Cidades não conseguem impedir expansão de construções em locais sujeitos a enchentes. De 2000 a 2010, estado de emergência se repetiu 72 vezes

Bairro da Caixa D'Água, em Pádua, está alagado (Divulgação/Prefeitura de Santo Antônio de Pádua)
DR

Da Redação

Publicado em 8 de janeiro de 2012 às 12h32.

Rio de Janeiro - Atingida pela maior tragédia natural da história do Brasil, a população do estado do Rio de Janeiro começou 2012 sob tensão, com a ameaça de um novo desastre. O volume de chuva no vizinho estado de Minas Gerais, no entanto, transformou o mapa de áreas em perigo, e as cidades do Norte e Noroeste Fluminense mergulharam no caos.

Se na Região Serrana os problemas em janeiro de 2011 foram os deslizamentos de terra causados pela forte chuva e pela pequena espessura da vegetação nos morros, em cidades como Santo Antônio de Pádua e Campos dos Goytacazes, construídas ao longo de grandes rios, o problema é a vulnerabilidade às enchentes.

A força das águas que chegaram de Minas Gerais deixou, só no Norte e no Noroeste, mais de 7 mil desalojados e 2.300 desabrigados. Pelas seis cidades mais afetadas passam cinco rios, quatro deles com nascente em Minas e um em São Paulo.

Em comum, os municípios afetados têm um histórico de desmatamento e ocupação irregular de margens que cria o pior cenário possível em caso de cheia dos cursos d’água. Com a exceção de Campos dos Goytacazes, maior município do Norte do Rio, as prefeituras da região são pobres, assim como sua população.

Dos 13 municípios do noroeste fluminense, 11 estão entre as 50 piores taxas de IDH, de um total de 91 cidades. Sem recursos, a preferência dos prefeitos é pelas secretarias que ganham verbas através de programas federais ou estaduais. Investir em Defesa Civil, secretaria que só gasta, é um luxo – e uma raridade.

A falta de ajuda financeira do governo na área de prevenção de impactos de tragédias naturais, somada à impopularidade de medidas de remoção, resultam nos milhares de desabrigados e desalojados a cada enchente no Norte e Noroeste.

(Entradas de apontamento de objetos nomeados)
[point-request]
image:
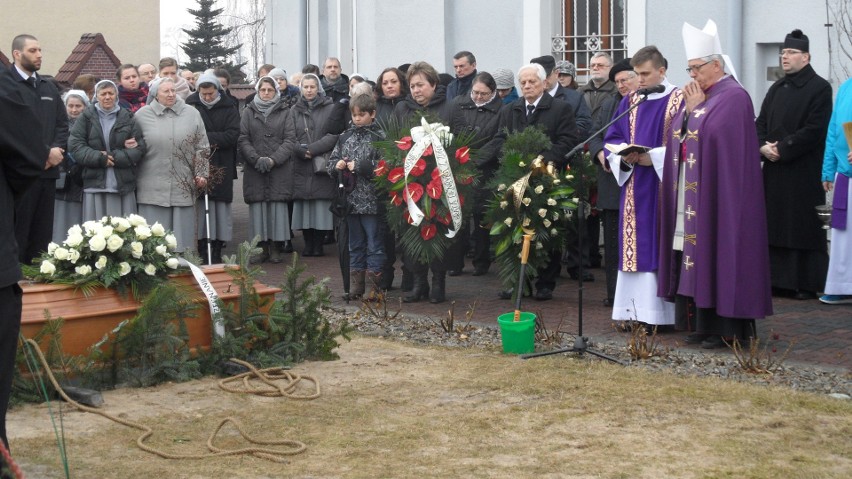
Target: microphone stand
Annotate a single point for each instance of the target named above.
(581, 343)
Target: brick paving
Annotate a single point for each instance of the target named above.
(822, 333)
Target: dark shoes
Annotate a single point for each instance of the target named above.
(587, 276)
(544, 294)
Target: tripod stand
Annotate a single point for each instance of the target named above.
(581, 343)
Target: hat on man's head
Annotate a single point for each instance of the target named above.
(504, 78)
(564, 67)
(545, 61)
(622, 66)
(797, 41)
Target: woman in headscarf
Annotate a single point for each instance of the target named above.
(315, 122)
(108, 143)
(265, 143)
(132, 92)
(175, 165)
(68, 207)
(222, 122)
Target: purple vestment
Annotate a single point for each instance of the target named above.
(647, 125)
(725, 261)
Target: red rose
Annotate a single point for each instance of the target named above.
(396, 174)
(418, 168)
(396, 199)
(434, 189)
(428, 231)
(404, 143)
(414, 190)
(381, 168)
(463, 155)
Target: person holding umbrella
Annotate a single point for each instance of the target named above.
(355, 159)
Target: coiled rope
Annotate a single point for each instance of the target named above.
(267, 376)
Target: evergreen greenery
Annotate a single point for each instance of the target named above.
(206, 46)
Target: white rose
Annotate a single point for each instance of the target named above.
(114, 242)
(97, 243)
(136, 220)
(158, 230)
(121, 224)
(47, 268)
(142, 232)
(83, 270)
(74, 239)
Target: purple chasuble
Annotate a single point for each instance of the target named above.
(725, 261)
(638, 233)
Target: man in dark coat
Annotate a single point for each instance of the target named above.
(791, 127)
(22, 161)
(556, 117)
(464, 63)
(34, 210)
(222, 122)
(609, 193)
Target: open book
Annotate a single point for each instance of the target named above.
(624, 149)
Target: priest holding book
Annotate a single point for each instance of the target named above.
(636, 145)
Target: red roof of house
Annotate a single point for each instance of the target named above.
(92, 55)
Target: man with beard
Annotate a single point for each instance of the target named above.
(22, 162)
(334, 82)
(791, 128)
(34, 209)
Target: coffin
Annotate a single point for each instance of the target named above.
(87, 319)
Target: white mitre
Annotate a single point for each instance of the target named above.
(704, 42)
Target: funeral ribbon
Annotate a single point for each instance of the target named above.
(212, 298)
(423, 136)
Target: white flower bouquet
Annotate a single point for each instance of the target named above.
(120, 253)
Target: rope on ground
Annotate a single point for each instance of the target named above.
(291, 447)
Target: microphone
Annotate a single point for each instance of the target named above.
(653, 89)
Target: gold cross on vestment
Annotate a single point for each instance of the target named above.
(691, 135)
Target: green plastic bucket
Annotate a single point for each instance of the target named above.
(518, 337)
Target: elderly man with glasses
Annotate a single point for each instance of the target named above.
(714, 260)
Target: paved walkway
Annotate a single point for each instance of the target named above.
(822, 333)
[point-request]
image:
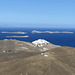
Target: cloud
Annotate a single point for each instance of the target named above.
(19, 36)
(51, 32)
(15, 32)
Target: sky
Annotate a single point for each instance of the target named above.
(37, 13)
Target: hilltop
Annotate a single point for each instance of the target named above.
(37, 58)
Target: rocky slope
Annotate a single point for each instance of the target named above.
(33, 60)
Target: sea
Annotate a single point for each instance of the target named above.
(59, 36)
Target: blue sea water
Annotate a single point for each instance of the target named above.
(62, 39)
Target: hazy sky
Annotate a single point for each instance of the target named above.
(37, 13)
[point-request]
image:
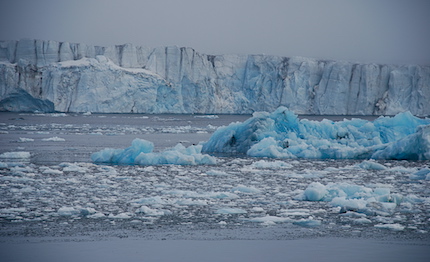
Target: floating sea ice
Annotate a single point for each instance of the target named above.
(54, 139)
(228, 211)
(152, 212)
(141, 153)
(282, 135)
(245, 189)
(423, 174)
(395, 227)
(354, 197)
(271, 164)
(371, 165)
(15, 155)
(309, 222)
(24, 139)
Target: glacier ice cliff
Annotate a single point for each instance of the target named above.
(282, 134)
(128, 78)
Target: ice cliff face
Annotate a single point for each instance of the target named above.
(127, 78)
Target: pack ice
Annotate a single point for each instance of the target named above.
(141, 152)
(282, 134)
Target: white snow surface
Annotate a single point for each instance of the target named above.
(128, 78)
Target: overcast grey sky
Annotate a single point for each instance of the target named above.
(381, 31)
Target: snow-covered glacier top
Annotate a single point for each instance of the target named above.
(126, 78)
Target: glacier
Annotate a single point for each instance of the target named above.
(73, 77)
(281, 134)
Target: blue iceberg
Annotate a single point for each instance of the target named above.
(141, 153)
(282, 134)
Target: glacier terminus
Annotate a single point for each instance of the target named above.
(37, 75)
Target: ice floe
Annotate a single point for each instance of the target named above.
(282, 134)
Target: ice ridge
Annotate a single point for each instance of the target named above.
(282, 134)
(127, 78)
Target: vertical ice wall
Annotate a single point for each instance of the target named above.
(199, 83)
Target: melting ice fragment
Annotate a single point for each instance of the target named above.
(282, 134)
(141, 153)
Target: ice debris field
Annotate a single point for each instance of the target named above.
(327, 178)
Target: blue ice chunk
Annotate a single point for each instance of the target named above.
(282, 134)
(141, 153)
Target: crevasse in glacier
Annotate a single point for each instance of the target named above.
(128, 78)
(282, 134)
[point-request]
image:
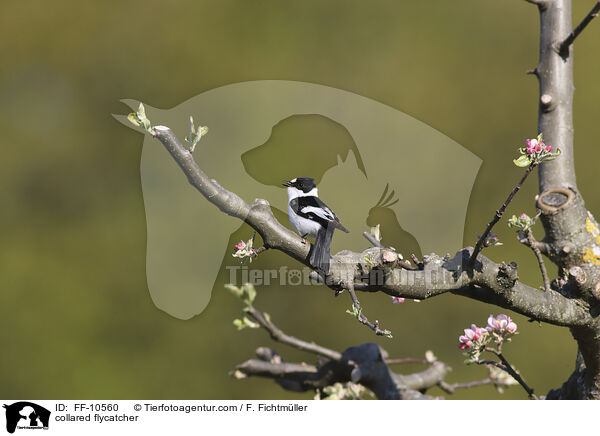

O que se pede: Com base no trecho sobre as enchentes no Norte e Noroeste Fluminense, explique em uma a três frases por que investir em Defesa Civil é uma raridade nas prefeituras da região.

Solução da tarefa: As prefeituras da região são pobres e não têm recursos. Por isso os prefeitos preferem as secretarias que recebem verbas de programas federais ou estaduais. A Defesa Civil é uma secretaria que só gasta, e investir nela acaba sendo um luxo.